**Task directions**
Write out the whole listing without a single alteration.

**Dataset entries**
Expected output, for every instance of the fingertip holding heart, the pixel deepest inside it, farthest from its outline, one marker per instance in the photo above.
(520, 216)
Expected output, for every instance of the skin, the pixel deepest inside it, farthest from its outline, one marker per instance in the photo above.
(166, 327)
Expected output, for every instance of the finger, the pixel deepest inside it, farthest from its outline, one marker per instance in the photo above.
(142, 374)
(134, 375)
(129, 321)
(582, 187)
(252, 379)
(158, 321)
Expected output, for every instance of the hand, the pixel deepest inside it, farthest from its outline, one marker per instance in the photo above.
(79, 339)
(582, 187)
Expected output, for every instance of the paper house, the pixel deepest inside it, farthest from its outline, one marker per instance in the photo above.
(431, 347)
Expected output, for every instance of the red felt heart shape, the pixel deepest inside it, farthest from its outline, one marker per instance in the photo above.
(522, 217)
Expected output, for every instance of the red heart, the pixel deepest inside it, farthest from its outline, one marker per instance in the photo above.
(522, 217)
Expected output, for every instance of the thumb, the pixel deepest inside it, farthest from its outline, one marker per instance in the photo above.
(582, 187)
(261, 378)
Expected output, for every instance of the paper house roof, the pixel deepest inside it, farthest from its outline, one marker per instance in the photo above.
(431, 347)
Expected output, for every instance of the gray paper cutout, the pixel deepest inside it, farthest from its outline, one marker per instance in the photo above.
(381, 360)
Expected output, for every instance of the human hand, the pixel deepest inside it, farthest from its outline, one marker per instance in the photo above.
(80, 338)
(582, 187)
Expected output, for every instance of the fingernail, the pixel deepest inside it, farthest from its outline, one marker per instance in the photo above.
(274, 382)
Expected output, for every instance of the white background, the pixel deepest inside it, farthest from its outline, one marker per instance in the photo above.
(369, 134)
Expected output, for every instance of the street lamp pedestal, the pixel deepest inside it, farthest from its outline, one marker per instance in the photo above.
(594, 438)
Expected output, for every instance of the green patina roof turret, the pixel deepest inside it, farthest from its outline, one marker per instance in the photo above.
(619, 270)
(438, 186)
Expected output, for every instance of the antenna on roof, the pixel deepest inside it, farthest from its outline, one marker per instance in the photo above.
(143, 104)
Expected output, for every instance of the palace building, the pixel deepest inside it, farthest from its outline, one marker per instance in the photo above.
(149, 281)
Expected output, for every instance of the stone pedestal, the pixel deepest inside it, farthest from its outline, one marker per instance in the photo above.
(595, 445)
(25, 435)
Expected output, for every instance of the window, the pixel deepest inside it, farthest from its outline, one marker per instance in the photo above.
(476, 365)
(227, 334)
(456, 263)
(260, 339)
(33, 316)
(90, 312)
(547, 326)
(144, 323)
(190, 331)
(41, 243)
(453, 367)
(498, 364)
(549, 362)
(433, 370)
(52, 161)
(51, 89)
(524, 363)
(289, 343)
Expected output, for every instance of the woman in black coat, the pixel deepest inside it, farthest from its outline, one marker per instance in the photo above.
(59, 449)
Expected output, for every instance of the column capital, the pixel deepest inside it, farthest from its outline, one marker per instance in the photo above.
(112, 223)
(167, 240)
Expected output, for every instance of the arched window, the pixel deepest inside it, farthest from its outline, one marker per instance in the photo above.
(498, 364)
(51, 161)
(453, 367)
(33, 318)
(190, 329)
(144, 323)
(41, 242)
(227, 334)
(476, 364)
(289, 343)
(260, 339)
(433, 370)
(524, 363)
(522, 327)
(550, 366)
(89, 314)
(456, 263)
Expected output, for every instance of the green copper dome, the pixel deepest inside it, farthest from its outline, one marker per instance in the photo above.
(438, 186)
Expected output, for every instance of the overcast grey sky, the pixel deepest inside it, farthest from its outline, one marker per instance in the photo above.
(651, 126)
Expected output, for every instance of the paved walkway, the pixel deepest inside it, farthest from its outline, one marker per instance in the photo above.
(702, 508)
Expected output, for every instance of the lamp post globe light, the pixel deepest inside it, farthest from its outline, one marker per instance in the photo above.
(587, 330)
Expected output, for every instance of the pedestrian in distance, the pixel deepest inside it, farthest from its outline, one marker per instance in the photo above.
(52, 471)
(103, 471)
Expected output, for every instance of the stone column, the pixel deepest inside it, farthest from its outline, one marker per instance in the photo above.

**Expected answer**
Expected output, for every instance of the fingertip holding heart, the pixel deepest inside it, farthest from its outline, one marker per instance in the photo above.
(520, 216)
Expected output, for every instance of the skin, the pixel deepest inside it, farthest from its outline, one marker per instance in the photo above.
(166, 327)
Expected output, for every instance of the finger, the pixel deepest inside it, farthest from its outline, one marker per instance in the photo above.
(142, 374)
(134, 375)
(129, 321)
(582, 187)
(252, 379)
(158, 321)
Expected output, for every instance of the hand, the pixel deepest inside it, farthest from its outline, one marker per instance in the photo above.
(79, 339)
(582, 187)
Expected output, for every instance of the paper house, the pixel deepest inside it, farthest from its outline, one marker per instance in the photo above.
(431, 347)
Expected output, for every instance of the red felt heart shape, the pixel deepest inside it, farthest from its outline, one marker per instance in the photo above.
(522, 217)
Expected output, for every instance of the red heart, the pixel deepest inside it, farthest from its outline, one marker per instance in the photo above.
(522, 217)
Expected output, for every instance of the thumb, the pixel deepest inside it, farthest from its outline, one marker per instance in the photo above.
(582, 187)
(261, 378)
Expected output, for every instance of the paper house roof, the pixel deepest inside it, farthest from its outline, one marker per instance in the photo above.
(431, 347)
Expected output, for every instance of the gray paper cutout, the pixel deepest inside it, farthest from its outline, one marker per instance in the photo above.
(381, 360)
Expected output, for every instance of the human hand, the pixel deepest inside it, farthest from its outline, one marker per instance in the photo above.
(80, 338)
(582, 187)
Expected output, for every instance of the fingernail, the pixel deepest inside it, farthest from its outline, one marker per instance in the photo above.
(274, 382)
Expected output, for every instance of the white background, the pixel deepest inside it, farthest from its outline, one marker per instance in the photo above.
(369, 134)
Expected output, for every instance of the street lamp pedestal, the pixel deepest inside it, farthest from its outline, one marker per instance in the photo above.
(594, 438)
Expected output, for every instance of the green patina roof turret, the pixel deepest inside it, farthest from its outline, one marker per instance in the photo above.
(619, 270)
(438, 186)
Expected output, for every instance of the antenna on roof, the pixel deepest inside it, farthest from its outline, one marker per instance in the photo above.
(143, 104)
Expected output, for every instance of the palace building, the pixel deepest inside it, farthest from its outline, one marker per instance in the photo above.
(149, 281)
Expected output, for every instance of the stone pedestal, the pixel deepest inside it, farthest from its outline, one marker per instance in the photo above.
(595, 445)
(25, 435)
Expected output, for every instance of the window, the pixel deepest inside it, farthest from its outline, one marker per instance in the photo above.
(476, 365)
(227, 334)
(456, 263)
(260, 339)
(33, 316)
(90, 312)
(547, 326)
(144, 323)
(190, 331)
(41, 243)
(453, 367)
(498, 364)
(549, 362)
(433, 370)
(52, 161)
(51, 89)
(524, 363)
(289, 343)
Expected output, for every instance of the woman in black coat, the pixel deepest inside it, farthest from its outline, one marker per instance in the photo above.
(59, 449)
Expected output, for every instance of the column capital, the pixel deepest inside it, farthest from its outline, one marker per instance in the photo above.
(112, 223)
(167, 240)
Expected output, for every instance of the arched window, the pixel deepest inside it, farthest from its outline, one marker per instance in the photo above.
(498, 364)
(51, 161)
(453, 367)
(33, 318)
(190, 329)
(144, 323)
(41, 242)
(227, 334)
(476, 364)
(289, 343)
(260, 339)
(433, 370)
(524, 363)
(522, 327)
(550, 366)
(89, 314)
(456, 263)
Expected output, for every instance of the green copper dome, the pixel deepest inside it, farthest from its outline, one marker per instance in the photo above.
(438, 186)
Expected output, for every instance of the overcast grey sky, the pixel deepest inside it, farthest from its outline, one marker per instance in the photo above.
(651, 126)
Expected output, for every instance of the paved walkway, the pixel deepest inside it, farthest from its outline, one marker per instance in the photo above.
(702, 508)
Expected output, for every instance of the lamp post globe light, the pixel deepest inside it, farthest from its outline, one marker per instance in the photo above.
(587, 330)
Expected output, for every instance of the pedestrian in distance, the pixel deepest inside it, farthest from its outline, one marker per instance in the photo above.
(52, 471)
(103, 471)
Expected output, for every instance of the stone column, the pixel deepest inside it, farthest from its outline, one marker per instance in the photo above.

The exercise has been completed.